> _Problem details_: All entries must be repeated exactly. No picture should appear in the result.

> _Dataset records_:
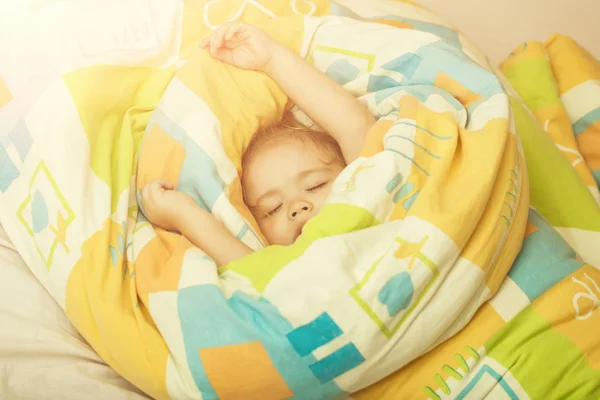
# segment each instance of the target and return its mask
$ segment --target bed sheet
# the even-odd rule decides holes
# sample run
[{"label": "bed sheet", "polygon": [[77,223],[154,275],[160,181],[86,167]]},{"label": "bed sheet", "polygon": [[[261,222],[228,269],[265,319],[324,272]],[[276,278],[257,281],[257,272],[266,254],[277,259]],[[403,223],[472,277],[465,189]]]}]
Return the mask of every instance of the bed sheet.
[{"label": "bed sheet", "polygon": [[146,399],[107,366],[0,225],[0,399]]}]

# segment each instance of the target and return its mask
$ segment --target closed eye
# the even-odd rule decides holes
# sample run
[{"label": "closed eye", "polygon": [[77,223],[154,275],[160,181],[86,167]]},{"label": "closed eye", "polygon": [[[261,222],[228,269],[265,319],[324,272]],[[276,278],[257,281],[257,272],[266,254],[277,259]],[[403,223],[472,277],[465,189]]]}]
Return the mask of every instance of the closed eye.
[{"label": "closed eye", "polygon": [[318,184],[318,185],[316,185],[316,186],[313,186],[313,187],[311,187],[311,188],[309,188],[309,189],[306,189],[306,190],[307,190],[308,192],[312,192],[312,191],[314,191],[314,190],[319,190],[319,189],[321,189],[323,186],[327,185],[327,183],[329,183],[329,182],[323,182],[323,183],[320,183],[320,184]]},{"label": "closed eye", "polygon": [[277,211],[279,210],[281,210],[281,204],[269,211],[267,213],[267,217],[272,217],[273,215],[277,214]]}]

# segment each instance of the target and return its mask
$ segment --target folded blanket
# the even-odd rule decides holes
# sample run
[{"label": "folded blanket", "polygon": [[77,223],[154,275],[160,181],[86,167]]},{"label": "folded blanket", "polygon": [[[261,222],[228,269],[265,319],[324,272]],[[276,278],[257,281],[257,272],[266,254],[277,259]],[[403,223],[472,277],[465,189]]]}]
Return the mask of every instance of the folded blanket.
[{"label": "folded blanket", "polygon": [[[523,43],[501,68],[600,204],[600,62],[572,39],[554,35],[546,45]],[[530,168],[530,176],[550,172],[548,183],[557,188],[532,193],[532,205],[586,260],[600,265],[596,207],[582,204],[571,190],[558,190],[567,176],[556,166],[540,159]]]},{"label": "folded blanket", "polygon": [[502,71],[533,111],[509,91],[531,185],[521,253],[467,327],[353,398],[600,397],[600,220],[590,179],[600,130],[593,112],[581,112],[600,104],[598,66],[559,35],[546,45],[524,43],[504,61]]},{"label": "folded blanket", "polygon": [[[0,58],[12,61],[0,65],[0,125],[9,132],[0,141],[0,223],[120,374],[156,398],[316,399],[355,392],[427,353],[364,395],[398,384],[432,398],[461,385],[505,388],[480,379],[486,373],[512,374],[514,393],[543,393],[526,385],[529,367],[507,364],[520,336],[486,341],[527,310],[542,315],[541,325],[517,326],[559,321],[554,300],[519,314],[559,282],[565,296],[587,285],[583,300],[594,298],[598,271],[575,259],[543,217],[588,237],[600,231],[600,210],[460,34],[387,1],[46,3],[0,28],[12,33],[0,36]],[[308,16],[328,12],[369,22]],[[294,14],[307,16],[270,20]],[[289,247],[263,249],[239,184],[244,146],[280,117],[286,98],[265,76],[196,46],[232,18],[259,24],[379,119],[362,157]],[[537,168],[532,200],[556,194],[544,207],[534,203],[539,213],[528,208],[526,159]],[[540,160],[554,168],[535,167]],[[256,253],[219,276],[185,238],[155,230],[137,206],[137,189],[155,178],[176,182]],[[577,207],[565,207],[563,192]],[[543,265],[557,270],[539,277]],[[573,320],[596,329],[597,303],[583,300],[573,303],[581,317]],[[450,376],[429,383],[435,370],[421,374],[421,360],[444,359],[448,344],[473,329],[469,347],[456,351],[468,352],[454,361],[459,368],[444,367]],[[582,350],[560,360],[576,365],[562,390],[587,395],[597,386],[572,385],[597,382],[585,369],[597,358],[584,351],[595,342],[576,339]],[[545,348],[533,350],[541,359]],[[459,379],[467,372],[477,382]]]},{"label": "folded blanket", "polygon": [[554,35],[523,43],[501,69],[600,202],[600,62]]}]

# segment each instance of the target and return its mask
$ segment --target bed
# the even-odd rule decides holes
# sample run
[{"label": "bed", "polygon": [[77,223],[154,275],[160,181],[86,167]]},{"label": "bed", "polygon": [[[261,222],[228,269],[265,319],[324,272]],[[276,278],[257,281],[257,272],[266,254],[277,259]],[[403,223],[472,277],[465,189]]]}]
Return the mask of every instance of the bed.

> _Solution for this exercise_:
# segment each instance of the target and return its mask
$ segment --target bed sheet
# the even-odd rule decides holes
# sample run
[{"label": "bed sheet", "polygon": [[77,223],[154,275],[160,181],[86,167]]},{"label": "bed sheet", "polygon": [[[261,222],[228,269],[265,319],[324,272]],[[276,278],[257,281],[257,272],[266,254],[277,259]],[[403,223],[472,277],[465,189]]]}]
Return the mask of every instance of the bed sheet.
[{"label": "bed sheet", "polygon": [[146,399],[107,366],[0,225],[0,399]]}]

# segment each instance of the target and return its mask
$ segment --target closed eye
# the even-odd rule decides holes
# sample run
[{"label": "closed eye", "polygon": [[77,223],[154,275],[160,181],[86,167]]},{"label": "closed eye", "polygon": [[[261,222],[228,269],[265,319],[324,272]],[[276,278],[257,281],[257,272],[266,254],[277,259]],[[403,223],[472,277],[465,189]]]}]
Return the mask of every instance of the closed eye.
[{"label": "closed eye", "polygon": [[318,184],[318,185],[316,185],[316,186],[313,186],[313,187],[311,187],[311,188],[309,188],[309,189],[306,189],[306,190],[307,190],[308,192],[312,192],[312,191],[314,191],[314,190],[319,190],[319,189],[321,189],[323,186],[327,185],[327,183],[329,183],[329,182],[323,182],[323,183],[320,183],[320,184]]},{"label": "closed eye", "polygon": [[277,211],[279,210],[281,210],[281,204],[269,211],[267,213],[267,217],[272,217],[273,215],[277,214]]}]

# segment each instance of the target and return its mask
$ segment --target folded blanket
# the even-odd rule decides holes
# sample run
[{"label": "folded blanket", "polygon": [[77,223],[154,275],[160,181],[86,167]]},{"label": "folded blanket", "polygon": [[[261,222],[228,269],[265,319],[324,272]],[[276,278],[257,281],[257,272],[266,254],[277,259]],[[403,223],[472,277],[465,189]]]}]
Return the mask of every instance of the folded blanket.
[{"label": "folded blanket", "polygon": [[[523,43],[501,68],[600,204],[600,62],[572,39],[554,35],[546,45]],[[530,168],[530,176],[550,172],[548,183],[557,188],[532,193],[532,205],[586,260],[600,265],[596,207],[582,204],[571,190],[558,190],[567,176],[556,166],[540,159]]]},{"label": "folded blanket", "polygon": [[502,71],[533,111],[509,91],[531,185],[521,253],[467,327],[353,398],[600,397],[600,220],[590,179],[600,130],[593,112],[581,112],[600,104],[598,66],[559,35],[546,45],[524,43],[504,61]]},{"label": "folded blanket", "polygon": [[[0,58],[12,61],[0,65],[0,125],[9,132],[0,141],[0,223],[120,374],[156,398],[316,399],[355,392],[427,353],[364,395],[398,384],[432,398],[461,385],[505,388],[480,379],[486,373],[512,374],[514,393],[543,393],[526,385],[529,367],[507,364],[520,336],[486,341],[527,310],[542,315],[541,325],[517,326],[559,321],[554,300],[519,314],[559,282],[565,296],[587,285],[583,300],[594,298],[598,271],[575,259],[543,217],[588,237],[600,231],[600,210],[460,34],[387,1],[46,3],[0,28],[12,33],[0,36]],[[308,16],[328,12],[369,22]],[[294,14],[307,16],[270,20]],[[289,247],[263,249],[239,184],[244,146],[280,117],[286,98],[265,76],[196,46],[232,18],[259,24],[379,119],[362,157]],[[537,168],[532,200],[556,194],[544,207],[534,203],[539,213],[528,208],[526,159]],[[540,160],[554,168],[535,167]],[[256,253],[219,276],[185,238],[155,230],[137,206],[137,189],[155,178],[176,182]],[[577,207],[565,207],[563,192]],[[543,265],[557,270],[539,277]],[[573,320],[596,329],[597,303],[583,300],[573,303],[581,317]],[[450,376],[429,383],[435,370],[421,374],[421,360],[444,359],[448,344],[473,329],[469,347],[456,351],[468,352],[454,361],[459,368],[444,367]],[[582,350],[560,360],[576,365],[562,390],[587,395],[597,386],[572,385],[597,382],[585,369],[597,358],[584,351],[595,342],[576,339]],[[545,348],[533,350],[541,359]],[[459,379],[467,372],[477,382]]]},{"label": "folded blanket", "polygon": [[554,35],[523,43],[501,69],[600,202],[600,62]]}]

# segment each instance of the target and return its mask
$ segment --target bed
# the even-odd rule decides holes
# sample run
[{"label": "bed", "polygon": [[77,223],[154,275],[160,181],[86,167]]},{"label": "bed", "polygon": [[[261,222],[228,269],[265,319],[324,272]],[[276,278],[257,281],[257,272],[266,254],[277,259]],[[403,223],[472,277],[465,189]]]}]
Return the mask of every instance of the bed.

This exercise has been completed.